- _Document section_
= Beginning of Section =

In a small, dimly lit lab at Maharishi University in Iowa, a young clinical trial participant sits on the floor silently meditating. A tangle of wires run from his head and chest to monitors in the neighboring room where researchers stand watching, periodically tweaking knobs and pressing buttons. The study is one of several aimed at better understanding the transcendent state of mind.

Transcendent consciousness, also described as mystical or spiritual experiences, a sense of awe, or a state of ecstatic awareness, is an oft described but poorly understood phenomenon. With recent advances in neuroscience and brain imaging technology, scientists are beginning to better understand the transcendent brain and how spiritual experiences can be used to treat increasingly prevalent neurological and psychiatric conditions.

While there is no one part of the brain responsible for spiritual experiences, scientists have discovered there are common neural signatures and patterns across people experiencing them. For instance, the amygdala – the fight or flight part of the brain – shrinks, the anterior cingulate cortex activates, there is an increase in lower frequency brain waves indicating enhanced awareness. The part of the brain normally responsible for integrating sound, taste, smell, sight, and feel, called the parietal cortex, becomes thicker in people who regularly report having spiritual experiences. (On the other hand, the parietal cortex thins in people suffering from depression.)

The transcendent state of mind is commonly achieved through meditation or psychedelic drugs such as DMT or psilocybin (found in mushrooms). There is even an emerging field of “brain-based technologies for spiritual enhancement,” or spirit tech that help people achieve mystical experiences. Spirit tech such as the Zendo e-meditation headset or the “God helmet” use ultrasound and EEG-guided neurofeedback to stimulate parts of the brain to “safely induce authentic spiritual experiences” on par with those from psychedelic drugs, according to Boston University’s Kate Stockley and Wesley Wildman, leading researchers in the field.

= End of Section =

- _Record set_
= Beginning of Section =

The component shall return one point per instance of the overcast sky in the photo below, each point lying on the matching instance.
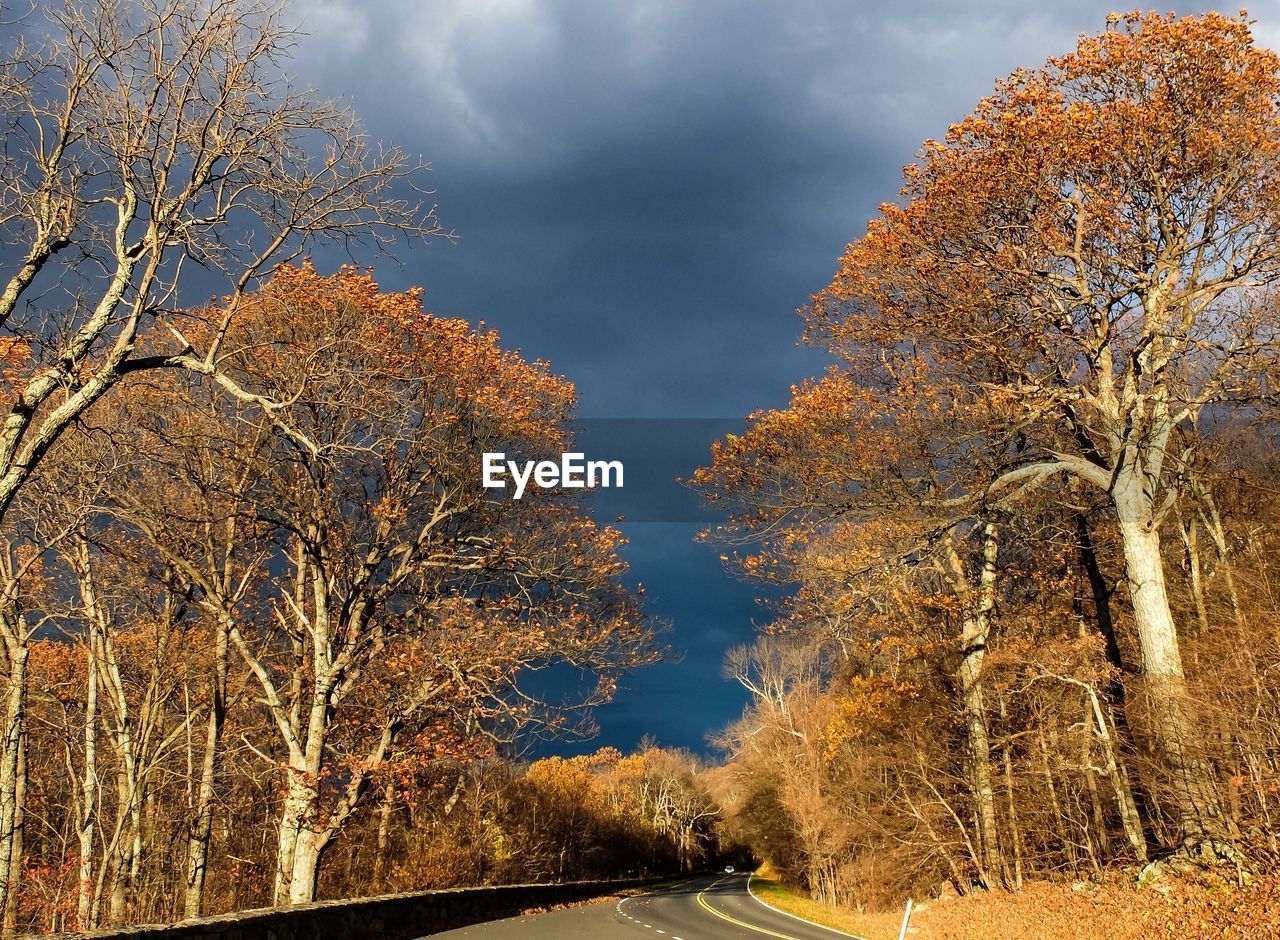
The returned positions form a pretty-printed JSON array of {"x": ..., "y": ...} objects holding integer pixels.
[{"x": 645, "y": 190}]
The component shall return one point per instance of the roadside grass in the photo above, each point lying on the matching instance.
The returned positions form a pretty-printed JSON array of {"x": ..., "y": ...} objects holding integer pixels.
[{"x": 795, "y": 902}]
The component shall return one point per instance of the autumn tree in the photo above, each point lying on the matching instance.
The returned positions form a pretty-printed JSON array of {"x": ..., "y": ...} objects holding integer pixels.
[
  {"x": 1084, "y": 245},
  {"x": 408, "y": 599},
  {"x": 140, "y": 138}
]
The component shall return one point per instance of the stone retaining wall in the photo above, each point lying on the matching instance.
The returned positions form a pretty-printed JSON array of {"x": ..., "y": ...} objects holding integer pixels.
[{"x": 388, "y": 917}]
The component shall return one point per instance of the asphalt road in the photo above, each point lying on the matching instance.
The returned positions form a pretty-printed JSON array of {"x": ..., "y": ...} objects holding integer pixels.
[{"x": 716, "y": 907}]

= End of Section =
= Beginning of Section =

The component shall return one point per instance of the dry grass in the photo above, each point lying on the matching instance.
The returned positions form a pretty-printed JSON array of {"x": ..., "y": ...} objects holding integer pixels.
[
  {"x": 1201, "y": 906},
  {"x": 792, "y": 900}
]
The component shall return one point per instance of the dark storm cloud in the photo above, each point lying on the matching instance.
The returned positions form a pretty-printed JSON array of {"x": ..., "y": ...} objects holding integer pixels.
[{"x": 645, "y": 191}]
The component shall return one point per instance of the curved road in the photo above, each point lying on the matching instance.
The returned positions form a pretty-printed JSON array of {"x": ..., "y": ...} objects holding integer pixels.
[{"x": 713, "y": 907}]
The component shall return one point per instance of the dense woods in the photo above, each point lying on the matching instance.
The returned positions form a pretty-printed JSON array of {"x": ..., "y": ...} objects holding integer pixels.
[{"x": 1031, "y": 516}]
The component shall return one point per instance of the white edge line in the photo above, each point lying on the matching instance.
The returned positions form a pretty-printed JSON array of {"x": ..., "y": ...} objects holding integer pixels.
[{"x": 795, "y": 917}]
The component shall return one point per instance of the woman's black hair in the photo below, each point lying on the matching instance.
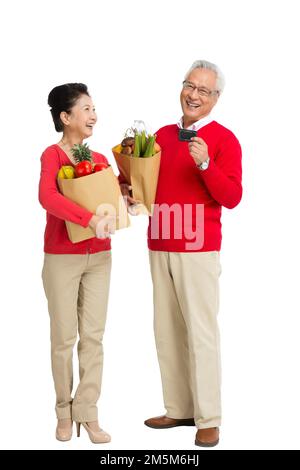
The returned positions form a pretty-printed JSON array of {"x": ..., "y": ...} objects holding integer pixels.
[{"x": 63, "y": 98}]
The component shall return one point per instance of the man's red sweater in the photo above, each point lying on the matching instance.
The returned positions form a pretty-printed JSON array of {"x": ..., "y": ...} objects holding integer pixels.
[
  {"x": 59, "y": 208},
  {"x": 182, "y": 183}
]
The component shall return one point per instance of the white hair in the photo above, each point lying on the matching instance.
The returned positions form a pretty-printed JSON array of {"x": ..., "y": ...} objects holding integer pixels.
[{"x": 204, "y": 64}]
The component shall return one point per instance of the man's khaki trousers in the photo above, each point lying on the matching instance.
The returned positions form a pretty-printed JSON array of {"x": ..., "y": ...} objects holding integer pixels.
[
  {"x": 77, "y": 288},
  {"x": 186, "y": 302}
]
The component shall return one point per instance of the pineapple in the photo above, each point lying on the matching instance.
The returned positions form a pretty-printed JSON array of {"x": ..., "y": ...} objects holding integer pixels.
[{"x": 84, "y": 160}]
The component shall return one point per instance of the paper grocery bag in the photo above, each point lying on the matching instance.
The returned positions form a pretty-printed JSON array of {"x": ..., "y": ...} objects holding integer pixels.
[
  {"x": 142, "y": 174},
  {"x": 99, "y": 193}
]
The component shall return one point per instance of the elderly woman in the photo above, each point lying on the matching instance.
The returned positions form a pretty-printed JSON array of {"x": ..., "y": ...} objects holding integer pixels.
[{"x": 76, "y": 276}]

= End of Section =
= Beginning of Section =

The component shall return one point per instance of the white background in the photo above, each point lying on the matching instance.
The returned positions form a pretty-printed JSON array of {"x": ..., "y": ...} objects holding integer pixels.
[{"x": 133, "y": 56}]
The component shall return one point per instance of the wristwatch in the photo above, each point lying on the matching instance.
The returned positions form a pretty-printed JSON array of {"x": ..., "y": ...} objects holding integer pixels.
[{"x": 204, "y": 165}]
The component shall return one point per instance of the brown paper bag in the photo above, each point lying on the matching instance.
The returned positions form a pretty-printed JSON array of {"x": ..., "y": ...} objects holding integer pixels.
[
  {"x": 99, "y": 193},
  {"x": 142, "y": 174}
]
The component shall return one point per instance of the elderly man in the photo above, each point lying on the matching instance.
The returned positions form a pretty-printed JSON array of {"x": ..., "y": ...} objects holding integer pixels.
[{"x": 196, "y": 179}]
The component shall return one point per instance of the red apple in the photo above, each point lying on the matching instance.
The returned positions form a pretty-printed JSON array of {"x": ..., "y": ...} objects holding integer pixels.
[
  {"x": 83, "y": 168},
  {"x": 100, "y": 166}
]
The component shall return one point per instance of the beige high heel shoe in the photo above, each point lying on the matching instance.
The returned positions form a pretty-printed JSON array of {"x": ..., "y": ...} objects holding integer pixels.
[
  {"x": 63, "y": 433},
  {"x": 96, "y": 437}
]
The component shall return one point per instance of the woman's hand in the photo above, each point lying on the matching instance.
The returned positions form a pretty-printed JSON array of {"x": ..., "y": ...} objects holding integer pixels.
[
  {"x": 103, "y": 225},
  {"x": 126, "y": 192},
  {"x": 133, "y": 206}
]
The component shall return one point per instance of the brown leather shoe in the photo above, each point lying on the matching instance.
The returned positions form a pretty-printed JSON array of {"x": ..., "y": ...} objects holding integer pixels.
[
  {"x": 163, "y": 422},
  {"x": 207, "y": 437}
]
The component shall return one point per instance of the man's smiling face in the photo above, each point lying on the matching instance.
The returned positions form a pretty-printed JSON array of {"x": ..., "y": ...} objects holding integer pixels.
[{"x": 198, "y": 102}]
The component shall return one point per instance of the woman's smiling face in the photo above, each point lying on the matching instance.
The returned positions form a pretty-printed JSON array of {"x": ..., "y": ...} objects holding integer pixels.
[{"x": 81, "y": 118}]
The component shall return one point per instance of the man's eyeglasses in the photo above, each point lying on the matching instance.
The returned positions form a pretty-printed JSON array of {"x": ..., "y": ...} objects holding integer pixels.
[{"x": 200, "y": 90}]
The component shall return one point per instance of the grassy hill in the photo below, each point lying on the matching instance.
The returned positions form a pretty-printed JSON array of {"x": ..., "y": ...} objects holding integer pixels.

= End of Section =

- _Task brief_
Do these statements agree with the text on transcendent consciousness? Answer yes or no for each, and quote the words from the text that decide it.
1. During spiritual experiences, the amygdala shrinks.
2. A single part of the brain is responsible for spiritual experiences.
3. The parietal cortex becomes thicker in people suffering from depression.

- _Task response_
1. Yes: "the amygdala – the fight or flight part of the brain – shrinks"
2. No: "there is no one part of the brain responsible for spiritual experiences"
3. No: "the parietal cortex thins in people suffering from depression"